What to produce ->
Tally the lines of the material below that contain the string "floor", with uppercase and lowercase letters counted as different, and give only the resulting number.

Data extract ->

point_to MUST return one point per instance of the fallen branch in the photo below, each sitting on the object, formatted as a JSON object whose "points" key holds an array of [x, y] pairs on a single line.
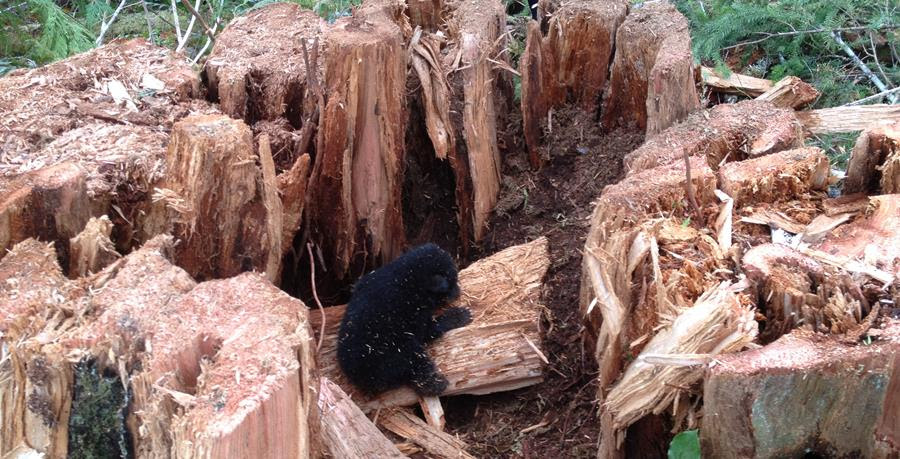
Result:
{"points": [[862, 66], [104, 25], [768, 35]]}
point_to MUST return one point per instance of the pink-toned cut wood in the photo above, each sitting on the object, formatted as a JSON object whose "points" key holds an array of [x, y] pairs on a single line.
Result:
{"points": [[848, 118], [224, 368], [354, 193], [346, 431], [481, 86], [256, 69], [534, 98], [652, 80], [425, 13], [774, 177], [873, 239], [51, 204], [500, 350], [758, 403], [220, 199], [727, 132], [92, 250], [35, 388], [875, 161]]}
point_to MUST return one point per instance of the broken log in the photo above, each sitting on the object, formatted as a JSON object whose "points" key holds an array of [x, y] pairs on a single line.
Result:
{"points": [[354, 193], [717, 323], [727, 132], [346, 431], [189, 353], [848, 118], [774, 177], [873, 239], [567, 65], [256, 71], [92, 250], [759, 403], [436, 443], [498, 351], [874, 164], [790, 92], [219, 198], [652, 80], [624, 227], [735, 83]]}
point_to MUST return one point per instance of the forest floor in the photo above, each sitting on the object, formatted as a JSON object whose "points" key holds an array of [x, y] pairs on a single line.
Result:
{"points": [[556, 418]]}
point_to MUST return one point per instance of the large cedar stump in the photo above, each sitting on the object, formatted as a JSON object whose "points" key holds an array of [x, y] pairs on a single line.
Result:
{"points": [[222, 368], [805, 394], [219, 198], [652, 79]]}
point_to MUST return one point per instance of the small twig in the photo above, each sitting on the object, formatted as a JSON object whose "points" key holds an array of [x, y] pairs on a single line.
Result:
{"points": [[177, 22], [768, 35], [689, 187], [873, 97], [312, 275], [862, 66], [104, 25], [203, 23]]}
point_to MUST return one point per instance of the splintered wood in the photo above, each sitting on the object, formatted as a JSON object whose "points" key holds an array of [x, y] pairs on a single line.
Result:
{"points": [[663, 289], [353, 198], [256, 70], [726, 132], [568, 64], [222, 368], [77, 141], [875, 162], [805, 394], [500, 350], [652, 79]]}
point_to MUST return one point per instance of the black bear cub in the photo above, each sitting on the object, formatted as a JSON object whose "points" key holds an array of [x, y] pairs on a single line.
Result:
{"points": [[390, 319]]}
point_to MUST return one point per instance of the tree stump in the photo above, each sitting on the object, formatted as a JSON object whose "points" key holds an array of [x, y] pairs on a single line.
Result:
{"points": [[256, 71], [219, 198], [727, 132], [567, 65], [86, 144], [875, 162], [477, 30], [652, 79], [777, 176], [805, 394], [222, 368], [353, 197]]}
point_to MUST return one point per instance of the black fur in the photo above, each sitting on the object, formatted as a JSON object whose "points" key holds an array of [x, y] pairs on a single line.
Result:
{"points": [[390, 318], [515, 7]]}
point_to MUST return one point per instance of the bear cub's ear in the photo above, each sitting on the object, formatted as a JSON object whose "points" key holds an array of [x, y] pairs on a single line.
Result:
{"points": [[439, 284]]}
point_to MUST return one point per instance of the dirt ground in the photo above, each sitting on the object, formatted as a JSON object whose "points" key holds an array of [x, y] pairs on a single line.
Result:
{"points": [[556, 418]]}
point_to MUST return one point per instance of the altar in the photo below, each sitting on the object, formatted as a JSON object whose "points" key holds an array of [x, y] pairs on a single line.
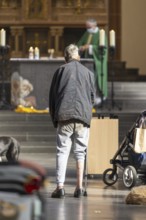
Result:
{"points": [[31, 80]]}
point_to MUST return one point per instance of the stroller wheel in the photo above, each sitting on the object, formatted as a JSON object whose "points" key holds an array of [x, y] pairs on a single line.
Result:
{"points": [[129, 176], [110, 176]]}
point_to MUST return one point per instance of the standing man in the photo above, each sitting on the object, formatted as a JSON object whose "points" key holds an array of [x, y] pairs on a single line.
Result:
{"points": [[89, 48], [71, 100]]}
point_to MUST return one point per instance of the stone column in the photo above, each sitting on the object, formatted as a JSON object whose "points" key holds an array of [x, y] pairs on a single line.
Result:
{"points": [[17, 41]]}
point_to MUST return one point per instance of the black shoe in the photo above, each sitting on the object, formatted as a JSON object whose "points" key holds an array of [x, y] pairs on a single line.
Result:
{"points": [[78, 193], [58, 193]]}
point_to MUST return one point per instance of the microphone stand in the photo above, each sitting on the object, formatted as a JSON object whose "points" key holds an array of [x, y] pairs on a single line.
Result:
{"points": [[102, 53], [113, 103], [4, 50]]}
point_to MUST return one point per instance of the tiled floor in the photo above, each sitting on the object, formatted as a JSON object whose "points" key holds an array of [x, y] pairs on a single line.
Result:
{"points": [[102, 202]]}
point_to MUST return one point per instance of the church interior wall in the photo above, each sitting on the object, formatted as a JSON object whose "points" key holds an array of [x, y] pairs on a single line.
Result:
{"points": [[133, 39]]}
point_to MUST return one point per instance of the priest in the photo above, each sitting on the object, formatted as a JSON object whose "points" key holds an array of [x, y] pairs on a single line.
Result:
{"points": [[89, 48]]}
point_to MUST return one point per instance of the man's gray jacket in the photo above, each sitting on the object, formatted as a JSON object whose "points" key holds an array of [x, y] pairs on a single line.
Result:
{"points": [[72, 93]]}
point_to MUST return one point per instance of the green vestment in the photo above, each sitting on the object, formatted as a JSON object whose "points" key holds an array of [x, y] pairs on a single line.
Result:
{"points": [[100, 70]]}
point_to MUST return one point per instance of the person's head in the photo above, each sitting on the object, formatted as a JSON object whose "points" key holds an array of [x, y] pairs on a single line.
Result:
{"points": [[71, 52], [91, 23]]}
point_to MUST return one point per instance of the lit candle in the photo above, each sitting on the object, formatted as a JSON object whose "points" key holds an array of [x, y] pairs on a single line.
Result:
{"points": [[2, 37], [112, 38], [101, 37]]}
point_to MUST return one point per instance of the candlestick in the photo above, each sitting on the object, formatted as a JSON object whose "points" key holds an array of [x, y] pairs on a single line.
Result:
{"points": [[112, 38], [101, 37], [2, 37]]}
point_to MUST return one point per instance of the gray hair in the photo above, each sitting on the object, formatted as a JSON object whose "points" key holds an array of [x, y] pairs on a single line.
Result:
{"points": [[71, 52], [92, 21]]}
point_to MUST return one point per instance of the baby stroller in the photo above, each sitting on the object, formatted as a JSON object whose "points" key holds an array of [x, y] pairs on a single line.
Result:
{"points": [[132, 164]]}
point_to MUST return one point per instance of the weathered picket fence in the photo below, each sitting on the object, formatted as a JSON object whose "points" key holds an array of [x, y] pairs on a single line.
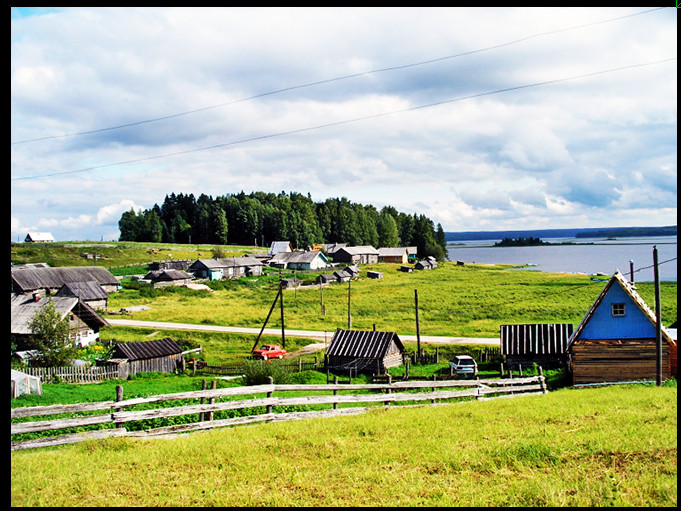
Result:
{"points": [[115, 414]]}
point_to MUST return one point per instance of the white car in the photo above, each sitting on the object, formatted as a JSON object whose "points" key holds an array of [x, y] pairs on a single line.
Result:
{"points": [[464, 366]]}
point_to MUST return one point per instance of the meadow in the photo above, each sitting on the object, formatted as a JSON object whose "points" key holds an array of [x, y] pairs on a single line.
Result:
{"points": [[613, 446], [460, 301]]}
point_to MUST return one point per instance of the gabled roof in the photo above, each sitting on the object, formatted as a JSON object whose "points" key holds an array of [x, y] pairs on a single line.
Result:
{"points": [[146, 349], [23, 308], [362, 344], [89, 290], [227, 262], [618, 280], [30, 279]]}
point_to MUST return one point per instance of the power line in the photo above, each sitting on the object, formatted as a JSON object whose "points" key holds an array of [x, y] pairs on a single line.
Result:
{"points": [[330, 80], [346, 121]]}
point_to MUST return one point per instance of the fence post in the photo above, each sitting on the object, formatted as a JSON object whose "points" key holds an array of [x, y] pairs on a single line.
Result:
{"points": [[335, 391], [270, 380], [119, 397]]}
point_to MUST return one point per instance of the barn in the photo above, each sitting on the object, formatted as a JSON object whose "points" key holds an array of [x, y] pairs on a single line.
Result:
{"points": [[163, 355], [616, 339], [364, 351], [544, 344]]}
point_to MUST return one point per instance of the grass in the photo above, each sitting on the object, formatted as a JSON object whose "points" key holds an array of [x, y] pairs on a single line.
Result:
{"points": [[469, 301], [613, 446]]}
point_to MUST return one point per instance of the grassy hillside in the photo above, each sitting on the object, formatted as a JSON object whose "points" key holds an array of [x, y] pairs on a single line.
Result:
{"points": [[611, 446]]}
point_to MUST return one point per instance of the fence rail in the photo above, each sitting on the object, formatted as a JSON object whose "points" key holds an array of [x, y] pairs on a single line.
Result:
{"points": [[378, 394]]}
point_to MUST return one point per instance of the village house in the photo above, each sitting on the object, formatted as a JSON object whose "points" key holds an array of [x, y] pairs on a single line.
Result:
{"points": [[83, 321], [50, 280], [90, 293], [356, 255], [278, 247], [160, 278], [39, 237], [393, 255], [231, 267], [310, 260], [616, 339], [364, 351]]}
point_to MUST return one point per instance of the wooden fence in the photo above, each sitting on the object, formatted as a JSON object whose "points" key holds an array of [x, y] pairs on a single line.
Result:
{"points": [[115, 414]]}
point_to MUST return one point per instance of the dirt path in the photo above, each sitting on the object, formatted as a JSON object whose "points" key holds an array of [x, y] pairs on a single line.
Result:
{"points": [[322, 338]]}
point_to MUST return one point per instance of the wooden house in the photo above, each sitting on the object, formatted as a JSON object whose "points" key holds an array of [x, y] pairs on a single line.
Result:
{"points": [[39, 237], [356, 255], [89, 292], [225, 268], [393, 255], [278, 247], [83, 321], [364, 351], [616, 339], [160, 278], [163, 355], [543, 344], [426, 264], [50, 280], [310, 260]]}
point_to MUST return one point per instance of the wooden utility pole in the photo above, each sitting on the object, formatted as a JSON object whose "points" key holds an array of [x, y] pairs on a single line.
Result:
{"points": [[418, 329], [658, 322]]}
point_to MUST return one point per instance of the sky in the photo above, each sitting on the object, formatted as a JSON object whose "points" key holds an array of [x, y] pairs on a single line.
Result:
{"points": [[482, 119]]}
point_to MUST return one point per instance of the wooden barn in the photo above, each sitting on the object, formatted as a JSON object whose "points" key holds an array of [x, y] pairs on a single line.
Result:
{"points": [[544, 344], [163, 355], [616, 339], [364, 351]]}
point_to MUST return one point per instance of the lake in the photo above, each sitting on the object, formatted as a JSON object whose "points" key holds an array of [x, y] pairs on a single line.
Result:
{"points": [[587, 255]]}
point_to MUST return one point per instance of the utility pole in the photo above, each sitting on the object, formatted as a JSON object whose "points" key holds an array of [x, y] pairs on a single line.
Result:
{"points": [[418, 329], [658, 322]]}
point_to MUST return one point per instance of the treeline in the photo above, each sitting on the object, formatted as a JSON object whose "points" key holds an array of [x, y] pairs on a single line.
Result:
{"points": [[260, 218]]}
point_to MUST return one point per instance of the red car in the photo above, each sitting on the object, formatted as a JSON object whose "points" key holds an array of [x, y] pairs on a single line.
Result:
{"points": [[267, 351]]}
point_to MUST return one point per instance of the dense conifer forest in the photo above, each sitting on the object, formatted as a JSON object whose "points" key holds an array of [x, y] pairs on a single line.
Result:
{"points": [[260, 218]]}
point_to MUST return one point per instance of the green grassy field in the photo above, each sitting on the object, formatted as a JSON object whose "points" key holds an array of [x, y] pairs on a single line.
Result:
{"points": [[469, 301], [611, 446]]}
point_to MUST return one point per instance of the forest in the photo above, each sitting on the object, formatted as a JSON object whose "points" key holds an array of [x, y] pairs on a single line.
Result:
{"points": [[260, 218]]}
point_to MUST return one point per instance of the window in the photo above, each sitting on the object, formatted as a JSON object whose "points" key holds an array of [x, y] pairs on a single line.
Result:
{"points": [[618, 309]]}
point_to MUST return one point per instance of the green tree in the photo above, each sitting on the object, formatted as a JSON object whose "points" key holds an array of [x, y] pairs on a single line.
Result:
{"points": [[51, 337]]}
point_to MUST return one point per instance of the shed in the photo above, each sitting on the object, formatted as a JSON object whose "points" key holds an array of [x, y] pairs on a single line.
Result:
{"points": [[545, 344], [162, 278], [398, 255], [39, 237], [163, 355], [23, 383], [364, 351], [616, 339]]}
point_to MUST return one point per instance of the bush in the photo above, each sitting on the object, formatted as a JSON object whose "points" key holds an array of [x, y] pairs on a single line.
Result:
{"points": [[257, 372]]}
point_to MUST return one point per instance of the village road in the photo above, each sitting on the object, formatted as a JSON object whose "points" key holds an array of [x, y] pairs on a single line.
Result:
{"points": [[316, 335]]}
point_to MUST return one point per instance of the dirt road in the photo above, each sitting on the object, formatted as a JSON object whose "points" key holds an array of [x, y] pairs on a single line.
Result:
{"points": [[310, 334]]}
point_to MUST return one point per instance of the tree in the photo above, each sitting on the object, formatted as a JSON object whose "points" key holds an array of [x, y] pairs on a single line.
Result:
{"points": [[51, 337]]}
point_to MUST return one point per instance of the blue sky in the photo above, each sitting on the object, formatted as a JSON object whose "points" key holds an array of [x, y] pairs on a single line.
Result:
{"points": [[538, 117]]}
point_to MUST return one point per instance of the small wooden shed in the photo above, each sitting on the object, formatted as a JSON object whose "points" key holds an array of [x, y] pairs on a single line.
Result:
{"points": [[544, 344], [616, 339], [163, 355], [364, 351]]}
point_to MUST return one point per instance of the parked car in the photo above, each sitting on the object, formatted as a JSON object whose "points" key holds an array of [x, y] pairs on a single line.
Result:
{"points": [[464, 366], [267, 351]]}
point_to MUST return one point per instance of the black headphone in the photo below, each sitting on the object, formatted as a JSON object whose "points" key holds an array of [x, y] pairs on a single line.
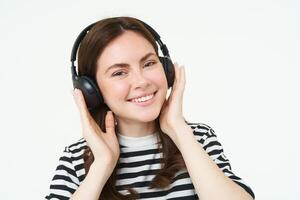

Result of this task ->
2